> **SOURCE**:

# 260G on main floor need help on load capacity



## ReefABCs (Nov 10, 2012)

Hey everyone,

I purchased a 84Lx24WX30H tank and want it on the main floor. I need some help and advise how to reinforce the joists. I dont want to put a wall underneath because it sits right above my basement couch and would basically make that room a lot less functional and I would be in the dog house. 

So the tank will sit against and outside concrete wall, on 2x8 with 16inch centers running a span of 11 ft to a steel beam. My thought is double and triple the joists near the ends of the tank. one other issue the one end of the tank will site about 1 ft over a window where the joist is not supported by the concrete wall just a bridge across the basement window if you get what I mean. 

Will this be ok? I estimate with stand and everything this will be approx. 3,ooolbs. 

In ref my 150g 4'x24x30 was no issues without any extra joist bracing.

Last resort it goes in the basement but not where i want it and not looking forward to carrying this down there.


----------



## darkangel66n (May 15, 2013)

You need a pro to come in and tell what you need to do in my opinion.


----------



## Reef keeper (Nov 22, 2014)

That's a 4000 lb load at the end of the day. I would stonily recommend 

A) engineer to come look

B) get your rabies shot cuz you are going to the dog house. 

And 11 ft span on 2x8 is pushing it. 

The engineer is going to recommend a beam or cross support structure connected to jack posts and a footing.

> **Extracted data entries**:
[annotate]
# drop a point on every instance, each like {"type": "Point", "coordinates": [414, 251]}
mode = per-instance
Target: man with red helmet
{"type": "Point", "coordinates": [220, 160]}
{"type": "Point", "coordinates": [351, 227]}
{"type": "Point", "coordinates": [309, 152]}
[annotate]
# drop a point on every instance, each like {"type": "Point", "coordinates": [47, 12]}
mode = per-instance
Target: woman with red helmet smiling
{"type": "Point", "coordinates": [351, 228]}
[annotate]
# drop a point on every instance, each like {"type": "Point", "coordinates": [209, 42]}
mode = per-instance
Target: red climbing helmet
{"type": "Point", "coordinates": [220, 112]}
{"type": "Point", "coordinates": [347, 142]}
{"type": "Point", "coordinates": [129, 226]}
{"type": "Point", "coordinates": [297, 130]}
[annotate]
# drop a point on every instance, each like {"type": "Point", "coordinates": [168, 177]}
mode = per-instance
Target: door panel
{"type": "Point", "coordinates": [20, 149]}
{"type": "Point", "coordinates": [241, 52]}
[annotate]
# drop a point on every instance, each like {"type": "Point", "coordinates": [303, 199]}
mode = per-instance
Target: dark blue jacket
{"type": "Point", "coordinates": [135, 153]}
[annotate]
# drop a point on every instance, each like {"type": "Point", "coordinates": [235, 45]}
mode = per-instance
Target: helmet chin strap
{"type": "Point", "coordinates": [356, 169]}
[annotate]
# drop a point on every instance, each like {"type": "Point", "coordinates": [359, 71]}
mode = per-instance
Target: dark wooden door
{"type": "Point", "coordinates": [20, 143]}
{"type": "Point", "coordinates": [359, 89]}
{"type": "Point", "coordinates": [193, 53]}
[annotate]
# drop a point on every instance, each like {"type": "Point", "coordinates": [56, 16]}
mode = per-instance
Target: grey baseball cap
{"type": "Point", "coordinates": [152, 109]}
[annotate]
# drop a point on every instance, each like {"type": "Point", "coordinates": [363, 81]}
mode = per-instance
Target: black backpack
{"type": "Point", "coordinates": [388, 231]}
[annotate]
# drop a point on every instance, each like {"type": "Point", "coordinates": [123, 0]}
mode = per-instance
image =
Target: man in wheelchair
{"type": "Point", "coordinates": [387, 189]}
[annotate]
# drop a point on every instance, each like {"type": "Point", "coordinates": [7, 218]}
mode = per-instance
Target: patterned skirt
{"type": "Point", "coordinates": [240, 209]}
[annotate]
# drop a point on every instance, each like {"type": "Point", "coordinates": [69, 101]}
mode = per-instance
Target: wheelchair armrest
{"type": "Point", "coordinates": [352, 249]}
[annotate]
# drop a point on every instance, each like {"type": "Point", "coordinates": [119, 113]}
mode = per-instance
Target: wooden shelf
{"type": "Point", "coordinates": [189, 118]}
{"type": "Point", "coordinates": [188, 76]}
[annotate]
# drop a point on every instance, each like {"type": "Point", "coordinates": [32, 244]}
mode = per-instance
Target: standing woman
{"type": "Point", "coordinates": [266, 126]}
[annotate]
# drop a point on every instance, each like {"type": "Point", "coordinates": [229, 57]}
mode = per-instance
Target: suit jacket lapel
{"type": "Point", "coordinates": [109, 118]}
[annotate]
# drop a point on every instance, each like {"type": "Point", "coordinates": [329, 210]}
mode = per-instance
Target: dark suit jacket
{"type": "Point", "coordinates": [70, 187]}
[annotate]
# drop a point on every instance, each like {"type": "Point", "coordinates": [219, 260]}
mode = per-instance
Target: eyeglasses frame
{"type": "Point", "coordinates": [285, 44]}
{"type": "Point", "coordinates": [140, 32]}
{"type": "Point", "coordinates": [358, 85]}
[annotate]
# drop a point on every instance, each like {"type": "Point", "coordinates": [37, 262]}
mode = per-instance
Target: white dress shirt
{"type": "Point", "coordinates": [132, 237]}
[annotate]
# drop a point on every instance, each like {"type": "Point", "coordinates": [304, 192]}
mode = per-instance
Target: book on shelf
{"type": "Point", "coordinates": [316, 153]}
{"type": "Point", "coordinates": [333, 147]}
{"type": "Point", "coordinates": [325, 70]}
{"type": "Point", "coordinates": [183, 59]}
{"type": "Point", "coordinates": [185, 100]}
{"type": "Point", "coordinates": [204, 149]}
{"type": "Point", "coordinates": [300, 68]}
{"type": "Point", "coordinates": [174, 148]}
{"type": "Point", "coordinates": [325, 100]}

> **SET TASKS**:
(A) According to the forum thread, how far do the 2x8 joists span, and what do they run to?
(B) Extract every line of the records that contains the string "wheelchair". Case counts.

> **ANSWERS TO THE EXERCISES**:
(A) They span 11 ft and run to a steel beam.

(B)
Target: man in wheelchair
Target: wheelchair armrest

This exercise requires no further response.